→ **TASK DIRECTIONS**: Rewrite everything from the start of the material down to the line containing "[49,9,207,51]", requests included, adding -145 to every bounding box coordinate in the answers. Leave the pictures out.
──────── DATA SUPPLIED ────────
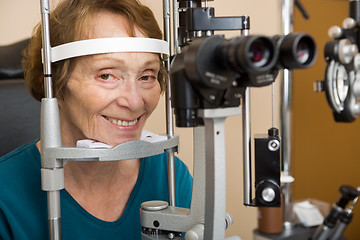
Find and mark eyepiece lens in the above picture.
[296,41,310,64]
[248,40,269,67]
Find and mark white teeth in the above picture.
[107,118,137,127]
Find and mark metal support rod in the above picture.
[163,0,176,206]
[203,110,226,240]
[47,191,62,240]
[172,0,179,55]
[241,88,252,206]
[40,0,53,98]
[40,0,63,240]
[280,0,294,228]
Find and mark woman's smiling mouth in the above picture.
[103,116,138,127]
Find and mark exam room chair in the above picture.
[0,39,40,157]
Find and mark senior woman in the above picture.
[0,0,192,240]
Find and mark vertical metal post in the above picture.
[40,0,64,240]
[241,88,252,206]
[163,0,176,206]
[280,0,294,228]
[40,0,53,98]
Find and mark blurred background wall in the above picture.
[0,0,360,239]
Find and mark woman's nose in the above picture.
[117,80,144,111]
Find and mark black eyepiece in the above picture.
[221,35,277,73]
[275,33,317,69]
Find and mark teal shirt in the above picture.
[0,141,192,240]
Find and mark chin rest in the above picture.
[0,39,29,80]
[0,40,40,157]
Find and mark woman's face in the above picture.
[59,12,160,146]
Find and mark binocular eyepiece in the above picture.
[170,33,316,127]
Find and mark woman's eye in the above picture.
[140,75,156,81]
[99,73,114,81]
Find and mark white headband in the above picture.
[51,37,169,62]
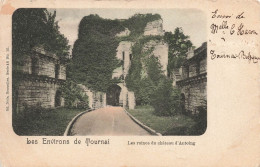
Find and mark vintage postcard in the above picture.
[0,0,260,167]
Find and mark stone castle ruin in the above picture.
[13,16,207,112]
[13,47,66,111]
[106,19,168,109]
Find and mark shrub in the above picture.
[190,100,207,135]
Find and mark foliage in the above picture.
[164,27,192,75]
[121,13,161,39]
[12,106,84,136]
[68,15,123,92]
[12,8,70,67]
[151,79,181,116]
[191,100,207,135]
[12,8,70,112]
[60,80,88,109]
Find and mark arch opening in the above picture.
[106,85,121,106]
[55,90,61,107]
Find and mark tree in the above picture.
[12,8,70,67]
[68,15,124,92]
[164,27,192,75]
[12,8,70,111]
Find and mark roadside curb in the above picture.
[124,109,162,136]
[63,109,93,136]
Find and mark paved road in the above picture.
[71,107,150,136]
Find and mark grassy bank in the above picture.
[128,106,205,135]
[13,108,84,136]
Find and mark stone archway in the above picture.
[55,90,61,107]
[106,85,121,106]
[181,93,185,113]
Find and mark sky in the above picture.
[49,9,207,51]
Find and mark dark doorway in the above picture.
[107,85,121,106]
[55,90,61,107]
[181,93,185,113]
[55,64,60,79]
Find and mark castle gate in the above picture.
[106,85,121,106]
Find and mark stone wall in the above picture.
[144,19,164,35]
[112,41,134,78]
[144,40,169,76]
[176,43,207,113]
[14,49,66,111]
[78,84,106,109]
[17,77,64,111]
[181,80,207,113]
────────
→ **CORRECT OUTPUT**:
Find and mark eyepiece lens in the above picture.
[151,-104,165,-81]
[103,-105,124,-78]
Find and mark white teeth in the above picture.
[-38,-27,-8,-18]
Find and mark metal support rod in the above picture.
[18,-145,31,61]
[58,-35,81,95]
[-98,46,-83,95]
[27,-145,34,-90]
[96,-57,107,61]
[-105,-145,-92,-47]
[-105,-145,-82,95]
[135,-145,149,83]
Find and mark woman's smiling mouth in the above picture.
[-42,-29,-7,-18]
Find and mark exam room chair in the above picture.
[-145,-106,-105,12]
Find and mark senior woman in the above picture.
[-145,-145,47,95]
Find and mark vertical metal post in the above picture.
[-105,-145,-81,95]
[96,-57,107,61]
[18,-145,31,61]
[135,-145,149,83]
[-105,-145,-92,-47]
Find and mark blurred background wall in the above picture.
[-145,-145,215,94]
Find and mark woman's nose in the above picture.
[-28,-65,-1,-34]
Find and mark black eyepiece in the above picture.
[76,-110,132,-72]
[130,-112,172,-76]
Find and mark teal shirt in the above picture.
[-145,-4,47,95]
Find and mark chin rest in the above picture.
[-145,-106,-116,-65]
[-145,-105,-105,12]
Find and mark woman's face in the above picture.
[-86,-133,15,1]
Find and mark binocular eyepiece in the above picture.
[25,-112,171,-18]
Find and mark woman's eye in the above picture.
[-5,-70,11,-64]
[-46,-72,-31,-64]
Find and mark white headband in the above picture.
[-94,-108,24,-83]
Find and mark vintage postcard in the above picture.
[-145,-145,115,22]
Find and mark stone castle ruin in the above picture.
[-132,-129,62,-33]
[-132,-98,-79,-34]
[-39,-126,23,-36]
Find and mark shrub in the above picture.
[45,-45,62,-10]
Find and mark foliage in the above picture.
[19,-118,47,-70]
[-24,-132,16,-106]
[-133,-39,-61,-9]
[-77,-130,-22,-53]
[-133,-137,-75,-78]
[6,-66,36,-29]
[46,-45,62,-10]
[-133,-137,-75,-33]
[-85,-65,-57,-36]
Find and mark arch opening in the above picture.
[-39,-60,-24,-39]
[-90,-55,-84,-38]
Find and mark tree in the above picture.
[-133,-137,-75,-78]
[-77,-130,-21,-53]
[19,-118,47,-70]
[-133,-137,-75,-34]
Find and mark roadside curb in the above picture.
[-21,-36,17,-9]
[-82,-36,-52,-9]
Find and mark paved road in the above picture.
[-74,-38,5,-9]
Find and mark grassy bank in the above picture.
[-17,-39,60,-10]
[-132,-37,-61,-9]
Find and mark stone archway in the above picture.
[-90,-55,-84,-38]
[-39,-60,-24,-39]
[36,-52,40,-32]
Find and mark sky in the above picture.
[-96,-136,62,-94]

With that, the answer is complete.